What you need to do: Rewrite the rows below, changing every "instance" to "occurrence" and leaving everything else as it is.

Provided data:
**********

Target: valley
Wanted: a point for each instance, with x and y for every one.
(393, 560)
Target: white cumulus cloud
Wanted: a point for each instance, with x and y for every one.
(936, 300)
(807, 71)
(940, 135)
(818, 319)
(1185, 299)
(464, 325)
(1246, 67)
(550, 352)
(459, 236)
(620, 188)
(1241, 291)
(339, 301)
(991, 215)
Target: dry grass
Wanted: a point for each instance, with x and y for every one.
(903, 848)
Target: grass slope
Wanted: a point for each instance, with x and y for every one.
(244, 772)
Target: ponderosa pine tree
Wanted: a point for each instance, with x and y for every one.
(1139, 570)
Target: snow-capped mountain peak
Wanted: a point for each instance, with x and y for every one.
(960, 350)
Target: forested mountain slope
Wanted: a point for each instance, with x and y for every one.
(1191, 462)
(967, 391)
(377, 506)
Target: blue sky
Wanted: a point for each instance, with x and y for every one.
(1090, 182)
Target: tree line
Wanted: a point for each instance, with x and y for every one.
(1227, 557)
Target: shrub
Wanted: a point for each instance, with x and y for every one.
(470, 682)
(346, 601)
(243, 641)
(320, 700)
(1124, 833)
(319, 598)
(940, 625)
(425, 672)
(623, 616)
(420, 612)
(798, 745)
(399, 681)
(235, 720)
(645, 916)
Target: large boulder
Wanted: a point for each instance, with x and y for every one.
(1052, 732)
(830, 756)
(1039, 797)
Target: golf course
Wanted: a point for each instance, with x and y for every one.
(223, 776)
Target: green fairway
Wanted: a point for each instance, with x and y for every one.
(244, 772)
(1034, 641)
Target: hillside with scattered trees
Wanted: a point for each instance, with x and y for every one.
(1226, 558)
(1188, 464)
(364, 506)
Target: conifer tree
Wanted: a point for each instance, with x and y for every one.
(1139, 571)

**********

Exercise solution:
Target: valley
Wanted: a point for each occurrence, with x and y for every one.
(393, 560)
Target: white cumulus cloud
Wanted: a point for each occurrence, with x and y for every one.
(936, 300)
(807, 71)
(940, 135)
(818, 319)
(1185, 299)
(464, 325)
(1246, 67)
(550, 352)
(459, 236)
(620, 188)
(1241, 291)
(339, 301)
(991, 215)
Target: dry grass
Wanted: a point for each occurrence, with x and y for every one.
(903, 848)
Target: grass slope
Wanted: a point for each occurrence, with x and y for every one.
(244, 772)
Target: ponderosa pine tree
Wanted: a point for each occurrence, with x and y for every one.
(1139, 570)
Target: snow-capped mountain peak
Wanted: a point for each occurrence, with x and y for every one.
(960, 350)
Target: forested mountain slope
Wanted: a point for each occurrence, with x and y for every one.
(1191, 462)
(967, 391)
(377, 506)
Target: blue sky
Wanted: a point for each occurrence, with x and y for every one.
(1090, 182)
Target: tree line
Wanted: a point for each occurrence, with x and y for every one.
(1227, 557)
Target: shrub
Wanted: a point for each occurrence, with x and y for every one.
(470, 682)
(346, 601)
(243, 641)
(320, 700)
(1124, 833)
(319, 598)
(940, 625)
(425, 672)
(623, 616)
(420, 612)
(798, 745)
(399, 681)
(235, 720)
(645, 916)
Target: large boulder
Wanted: a point for each occurrence, with x and y for every one.
(1052, 732)
(830, 756)
(1039, 797)
Target: golf course
Wanted: a point for each occurrence, with x and y for every one.
(223, 776)
Target: green fairway
Wanted: a point for each occurrence, with x and y for every one.
(244, 772)
(1034, 641)
Target: hillside with scattered trees
Wanted: a point for each occurrence, with x and y for every one.
(1226, 558)
(1188, 464)
(364, 506)
Target: conifer tree
Wanted: a point for each occurrence, with x and y for every one.
(1139, 571)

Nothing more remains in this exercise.